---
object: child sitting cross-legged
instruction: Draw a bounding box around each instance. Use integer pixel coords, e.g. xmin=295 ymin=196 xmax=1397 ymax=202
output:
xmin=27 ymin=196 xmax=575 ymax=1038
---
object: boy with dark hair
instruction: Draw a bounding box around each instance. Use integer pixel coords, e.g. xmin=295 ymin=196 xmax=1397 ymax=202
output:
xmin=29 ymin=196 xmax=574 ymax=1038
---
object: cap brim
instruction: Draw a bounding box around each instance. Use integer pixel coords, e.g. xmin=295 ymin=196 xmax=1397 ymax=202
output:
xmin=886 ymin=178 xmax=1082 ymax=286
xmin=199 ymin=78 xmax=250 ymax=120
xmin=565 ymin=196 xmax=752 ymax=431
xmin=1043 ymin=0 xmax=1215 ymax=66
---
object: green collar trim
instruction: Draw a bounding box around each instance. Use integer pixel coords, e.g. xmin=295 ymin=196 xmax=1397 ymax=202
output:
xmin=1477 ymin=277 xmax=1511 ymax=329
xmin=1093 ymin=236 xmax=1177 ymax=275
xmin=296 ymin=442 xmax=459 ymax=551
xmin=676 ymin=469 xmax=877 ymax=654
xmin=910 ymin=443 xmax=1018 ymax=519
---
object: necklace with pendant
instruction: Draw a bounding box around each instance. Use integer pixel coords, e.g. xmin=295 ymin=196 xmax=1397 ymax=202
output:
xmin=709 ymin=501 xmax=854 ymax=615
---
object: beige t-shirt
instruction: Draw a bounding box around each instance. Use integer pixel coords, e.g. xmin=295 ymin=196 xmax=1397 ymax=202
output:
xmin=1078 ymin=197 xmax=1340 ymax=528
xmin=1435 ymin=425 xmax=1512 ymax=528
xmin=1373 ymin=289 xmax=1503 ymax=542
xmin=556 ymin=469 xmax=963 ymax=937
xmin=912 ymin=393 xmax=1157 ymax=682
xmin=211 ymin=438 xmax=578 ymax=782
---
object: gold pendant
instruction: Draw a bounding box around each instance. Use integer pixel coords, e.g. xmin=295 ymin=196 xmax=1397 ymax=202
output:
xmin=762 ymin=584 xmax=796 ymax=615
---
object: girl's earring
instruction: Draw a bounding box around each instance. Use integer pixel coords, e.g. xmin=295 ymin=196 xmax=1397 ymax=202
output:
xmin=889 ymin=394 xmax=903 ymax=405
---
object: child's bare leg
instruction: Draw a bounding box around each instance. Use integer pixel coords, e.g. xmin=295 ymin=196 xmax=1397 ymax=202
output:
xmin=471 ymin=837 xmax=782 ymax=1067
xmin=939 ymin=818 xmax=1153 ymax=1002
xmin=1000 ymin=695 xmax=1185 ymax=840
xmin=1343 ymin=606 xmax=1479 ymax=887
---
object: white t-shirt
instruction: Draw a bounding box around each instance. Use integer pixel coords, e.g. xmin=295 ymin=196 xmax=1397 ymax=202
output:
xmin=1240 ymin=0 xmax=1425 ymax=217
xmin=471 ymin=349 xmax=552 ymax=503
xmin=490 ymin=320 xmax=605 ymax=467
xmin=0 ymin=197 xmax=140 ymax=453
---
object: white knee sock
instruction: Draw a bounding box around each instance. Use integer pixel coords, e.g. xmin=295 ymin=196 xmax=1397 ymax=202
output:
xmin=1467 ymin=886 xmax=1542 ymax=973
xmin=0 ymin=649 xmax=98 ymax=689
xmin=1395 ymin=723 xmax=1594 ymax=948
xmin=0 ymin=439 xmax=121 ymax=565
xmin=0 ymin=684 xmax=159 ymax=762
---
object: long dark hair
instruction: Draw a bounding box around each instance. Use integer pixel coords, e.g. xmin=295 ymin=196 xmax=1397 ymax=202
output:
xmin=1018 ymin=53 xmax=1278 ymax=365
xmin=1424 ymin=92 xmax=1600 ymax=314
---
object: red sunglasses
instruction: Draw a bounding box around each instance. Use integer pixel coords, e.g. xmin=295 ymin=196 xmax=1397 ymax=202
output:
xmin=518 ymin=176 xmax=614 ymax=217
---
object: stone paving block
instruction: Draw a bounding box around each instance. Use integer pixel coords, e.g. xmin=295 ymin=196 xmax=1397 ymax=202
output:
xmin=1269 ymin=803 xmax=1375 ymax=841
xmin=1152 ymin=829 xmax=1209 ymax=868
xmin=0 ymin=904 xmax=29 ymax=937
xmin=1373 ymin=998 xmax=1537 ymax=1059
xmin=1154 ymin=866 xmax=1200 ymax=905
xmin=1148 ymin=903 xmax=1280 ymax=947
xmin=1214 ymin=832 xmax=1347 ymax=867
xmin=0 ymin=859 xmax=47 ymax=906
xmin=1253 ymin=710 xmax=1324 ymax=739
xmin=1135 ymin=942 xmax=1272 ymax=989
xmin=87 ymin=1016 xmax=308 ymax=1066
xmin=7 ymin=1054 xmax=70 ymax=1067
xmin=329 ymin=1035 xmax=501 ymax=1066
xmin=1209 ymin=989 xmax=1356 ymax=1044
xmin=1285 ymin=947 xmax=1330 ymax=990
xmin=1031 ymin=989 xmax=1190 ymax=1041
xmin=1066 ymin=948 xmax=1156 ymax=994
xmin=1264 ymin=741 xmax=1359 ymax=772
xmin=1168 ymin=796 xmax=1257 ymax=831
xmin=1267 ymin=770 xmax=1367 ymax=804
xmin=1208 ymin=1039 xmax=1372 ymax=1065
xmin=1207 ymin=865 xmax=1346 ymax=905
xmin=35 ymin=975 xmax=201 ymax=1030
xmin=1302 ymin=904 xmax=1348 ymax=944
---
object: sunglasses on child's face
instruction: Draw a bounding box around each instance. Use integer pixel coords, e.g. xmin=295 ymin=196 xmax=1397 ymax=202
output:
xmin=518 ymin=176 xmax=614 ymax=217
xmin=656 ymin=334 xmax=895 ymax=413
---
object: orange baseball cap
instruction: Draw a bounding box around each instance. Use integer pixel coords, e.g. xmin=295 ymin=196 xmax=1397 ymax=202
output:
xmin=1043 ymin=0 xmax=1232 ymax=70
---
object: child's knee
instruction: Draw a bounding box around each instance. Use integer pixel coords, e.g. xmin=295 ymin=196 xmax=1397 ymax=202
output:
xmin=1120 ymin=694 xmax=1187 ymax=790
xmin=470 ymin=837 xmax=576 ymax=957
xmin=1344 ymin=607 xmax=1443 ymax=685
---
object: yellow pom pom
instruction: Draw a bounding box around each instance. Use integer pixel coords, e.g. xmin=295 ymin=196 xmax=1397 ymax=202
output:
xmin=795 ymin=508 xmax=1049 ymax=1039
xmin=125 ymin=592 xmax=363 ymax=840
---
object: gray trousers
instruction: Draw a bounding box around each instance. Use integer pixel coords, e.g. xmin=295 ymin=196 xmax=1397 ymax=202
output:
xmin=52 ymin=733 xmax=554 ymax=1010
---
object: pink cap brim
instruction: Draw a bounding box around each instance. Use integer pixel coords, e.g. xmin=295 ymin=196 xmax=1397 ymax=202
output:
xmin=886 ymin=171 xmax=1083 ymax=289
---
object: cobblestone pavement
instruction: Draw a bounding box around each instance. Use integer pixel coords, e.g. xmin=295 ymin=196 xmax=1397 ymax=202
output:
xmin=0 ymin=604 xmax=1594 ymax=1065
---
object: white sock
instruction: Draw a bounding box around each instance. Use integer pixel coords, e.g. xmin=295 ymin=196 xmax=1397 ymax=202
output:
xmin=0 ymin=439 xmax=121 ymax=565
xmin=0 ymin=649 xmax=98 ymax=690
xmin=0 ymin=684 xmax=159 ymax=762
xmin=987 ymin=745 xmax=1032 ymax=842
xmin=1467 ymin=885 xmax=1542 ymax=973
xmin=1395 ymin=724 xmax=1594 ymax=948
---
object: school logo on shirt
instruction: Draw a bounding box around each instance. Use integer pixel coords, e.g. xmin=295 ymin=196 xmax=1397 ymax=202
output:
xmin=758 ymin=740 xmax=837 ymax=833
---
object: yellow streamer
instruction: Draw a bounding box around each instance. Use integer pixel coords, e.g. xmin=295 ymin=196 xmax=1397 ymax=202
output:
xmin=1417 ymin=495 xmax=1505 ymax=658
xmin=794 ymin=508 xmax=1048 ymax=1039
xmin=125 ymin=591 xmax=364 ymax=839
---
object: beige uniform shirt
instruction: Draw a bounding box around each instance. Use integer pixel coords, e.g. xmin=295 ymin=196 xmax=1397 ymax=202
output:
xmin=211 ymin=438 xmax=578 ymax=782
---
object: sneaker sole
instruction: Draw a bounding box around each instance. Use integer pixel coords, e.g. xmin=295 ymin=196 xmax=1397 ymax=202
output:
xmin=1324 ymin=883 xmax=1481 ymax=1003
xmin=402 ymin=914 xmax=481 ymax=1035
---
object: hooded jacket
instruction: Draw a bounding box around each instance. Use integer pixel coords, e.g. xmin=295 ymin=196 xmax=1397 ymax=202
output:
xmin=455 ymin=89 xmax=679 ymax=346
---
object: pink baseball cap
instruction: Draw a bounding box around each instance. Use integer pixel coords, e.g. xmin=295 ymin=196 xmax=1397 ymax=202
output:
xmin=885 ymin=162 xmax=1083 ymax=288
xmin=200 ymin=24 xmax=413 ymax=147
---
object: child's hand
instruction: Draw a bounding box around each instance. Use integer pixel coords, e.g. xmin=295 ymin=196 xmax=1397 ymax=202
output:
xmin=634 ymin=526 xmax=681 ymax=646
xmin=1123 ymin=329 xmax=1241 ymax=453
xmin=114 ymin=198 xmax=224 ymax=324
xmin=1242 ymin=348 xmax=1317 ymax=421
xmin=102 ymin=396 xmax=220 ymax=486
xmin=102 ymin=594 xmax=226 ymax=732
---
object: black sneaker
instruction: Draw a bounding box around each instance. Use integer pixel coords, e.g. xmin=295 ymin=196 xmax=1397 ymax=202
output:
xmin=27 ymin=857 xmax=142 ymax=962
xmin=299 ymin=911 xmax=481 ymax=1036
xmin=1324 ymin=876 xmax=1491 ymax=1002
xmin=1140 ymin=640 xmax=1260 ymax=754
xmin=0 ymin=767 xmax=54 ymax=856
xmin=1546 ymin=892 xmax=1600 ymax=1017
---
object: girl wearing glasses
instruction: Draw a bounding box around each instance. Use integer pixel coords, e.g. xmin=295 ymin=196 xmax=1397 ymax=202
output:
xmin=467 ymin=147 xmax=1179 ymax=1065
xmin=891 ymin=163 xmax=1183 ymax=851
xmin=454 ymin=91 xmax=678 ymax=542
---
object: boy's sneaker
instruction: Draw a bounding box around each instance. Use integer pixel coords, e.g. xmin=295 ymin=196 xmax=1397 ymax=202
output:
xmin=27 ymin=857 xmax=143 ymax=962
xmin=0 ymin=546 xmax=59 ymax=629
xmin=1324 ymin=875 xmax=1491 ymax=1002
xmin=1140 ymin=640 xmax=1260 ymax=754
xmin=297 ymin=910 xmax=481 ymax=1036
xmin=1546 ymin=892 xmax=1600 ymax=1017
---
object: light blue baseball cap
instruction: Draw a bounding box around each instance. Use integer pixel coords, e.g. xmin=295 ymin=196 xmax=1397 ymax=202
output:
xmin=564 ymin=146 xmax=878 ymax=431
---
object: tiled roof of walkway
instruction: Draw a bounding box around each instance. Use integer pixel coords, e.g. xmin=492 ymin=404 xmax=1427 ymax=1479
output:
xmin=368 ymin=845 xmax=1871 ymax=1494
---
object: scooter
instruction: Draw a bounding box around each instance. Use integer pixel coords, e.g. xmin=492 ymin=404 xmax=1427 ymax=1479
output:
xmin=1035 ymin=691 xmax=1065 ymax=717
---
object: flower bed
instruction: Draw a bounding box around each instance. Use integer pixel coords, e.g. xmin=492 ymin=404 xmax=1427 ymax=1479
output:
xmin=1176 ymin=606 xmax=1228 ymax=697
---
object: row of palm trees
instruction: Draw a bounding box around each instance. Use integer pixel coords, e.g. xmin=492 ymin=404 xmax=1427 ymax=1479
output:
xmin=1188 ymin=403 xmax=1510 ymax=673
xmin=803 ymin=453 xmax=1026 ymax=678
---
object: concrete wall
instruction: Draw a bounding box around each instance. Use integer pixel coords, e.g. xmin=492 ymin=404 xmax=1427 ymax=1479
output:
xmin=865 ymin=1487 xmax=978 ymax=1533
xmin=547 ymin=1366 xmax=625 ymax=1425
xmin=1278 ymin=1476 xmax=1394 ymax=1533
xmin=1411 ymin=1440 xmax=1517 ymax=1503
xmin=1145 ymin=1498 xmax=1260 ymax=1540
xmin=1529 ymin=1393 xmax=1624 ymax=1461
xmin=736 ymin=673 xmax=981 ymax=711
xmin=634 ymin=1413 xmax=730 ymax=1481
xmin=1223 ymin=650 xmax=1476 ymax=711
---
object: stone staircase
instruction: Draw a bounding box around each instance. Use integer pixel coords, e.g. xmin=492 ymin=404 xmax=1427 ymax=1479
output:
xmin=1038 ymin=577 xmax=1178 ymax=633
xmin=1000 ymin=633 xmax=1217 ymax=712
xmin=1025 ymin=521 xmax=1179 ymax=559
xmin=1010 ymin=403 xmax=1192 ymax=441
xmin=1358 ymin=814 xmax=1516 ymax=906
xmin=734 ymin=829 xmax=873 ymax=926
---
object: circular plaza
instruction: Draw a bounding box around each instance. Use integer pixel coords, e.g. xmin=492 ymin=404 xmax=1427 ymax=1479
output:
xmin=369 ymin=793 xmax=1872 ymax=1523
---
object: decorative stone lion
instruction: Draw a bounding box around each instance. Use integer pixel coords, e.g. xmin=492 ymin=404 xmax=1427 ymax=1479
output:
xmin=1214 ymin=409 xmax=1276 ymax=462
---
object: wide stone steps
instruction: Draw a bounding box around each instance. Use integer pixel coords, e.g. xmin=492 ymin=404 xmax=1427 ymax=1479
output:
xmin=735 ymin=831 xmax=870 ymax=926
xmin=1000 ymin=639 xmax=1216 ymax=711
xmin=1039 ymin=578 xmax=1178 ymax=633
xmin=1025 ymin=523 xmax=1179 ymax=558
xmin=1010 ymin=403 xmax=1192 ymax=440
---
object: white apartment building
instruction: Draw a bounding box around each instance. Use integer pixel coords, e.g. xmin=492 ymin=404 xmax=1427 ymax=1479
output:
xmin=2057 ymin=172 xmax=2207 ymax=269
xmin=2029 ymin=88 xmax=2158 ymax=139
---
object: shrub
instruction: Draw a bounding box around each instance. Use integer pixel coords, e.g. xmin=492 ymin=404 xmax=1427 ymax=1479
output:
○ ○ ○ ○
Above are the entries. Copy exactly the part that opens with the line containing "object: child's bare leg" and closes with the line containing "object: white t-shirt", and no more.

object: child's bare leg
instruction: Draw a bounding box around each instance. Use integer pixel coords, e.g. xmin=295 ymin=196 xmax=1397 ymax=202
output:
xmin=471 ymin=837 xmax=782 ymax=1067
xmin=939 ymin=818 xmax=1153 ymax=1002
xmin=1000 ymin=695 xmax=1185 ymax=840
xmin=1343 ymin=606 xmax=1479 ymax=887
---
object: white t-shirt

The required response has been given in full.